[PROMPT]: Lift out, unaltered, the lines of the material below between the line holding "Mark every instance of the chopped" and the line holding "Mark every instance of the metal", counting both.

━━━━━ WORKING DATA

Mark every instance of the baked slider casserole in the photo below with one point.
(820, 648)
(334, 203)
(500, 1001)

━━━━━━━━━━
━━━━━ WORKING DATA

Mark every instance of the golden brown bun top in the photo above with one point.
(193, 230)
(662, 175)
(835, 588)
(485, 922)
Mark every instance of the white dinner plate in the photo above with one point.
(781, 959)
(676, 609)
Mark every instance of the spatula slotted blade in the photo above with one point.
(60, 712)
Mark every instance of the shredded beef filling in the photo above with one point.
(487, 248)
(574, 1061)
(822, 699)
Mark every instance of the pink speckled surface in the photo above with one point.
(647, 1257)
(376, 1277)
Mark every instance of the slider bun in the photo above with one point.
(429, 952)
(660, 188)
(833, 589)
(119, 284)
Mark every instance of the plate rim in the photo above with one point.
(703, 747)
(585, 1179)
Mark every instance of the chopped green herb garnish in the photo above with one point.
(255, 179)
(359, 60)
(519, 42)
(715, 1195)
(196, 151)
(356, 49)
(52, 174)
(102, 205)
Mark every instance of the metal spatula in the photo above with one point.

━━━━━━━━━━

[SOLUTION TO THIS TASK]:
Mark every instance of the chopped green herb garnish in the photo above with one point.
(255, 179)
(359, 60)
(519, 42)
(715, 1195)
(196, 151)
(356, 49)
(52, 174)
(102, 205)
Mark every instance of the metal spatula in the photo above with one point.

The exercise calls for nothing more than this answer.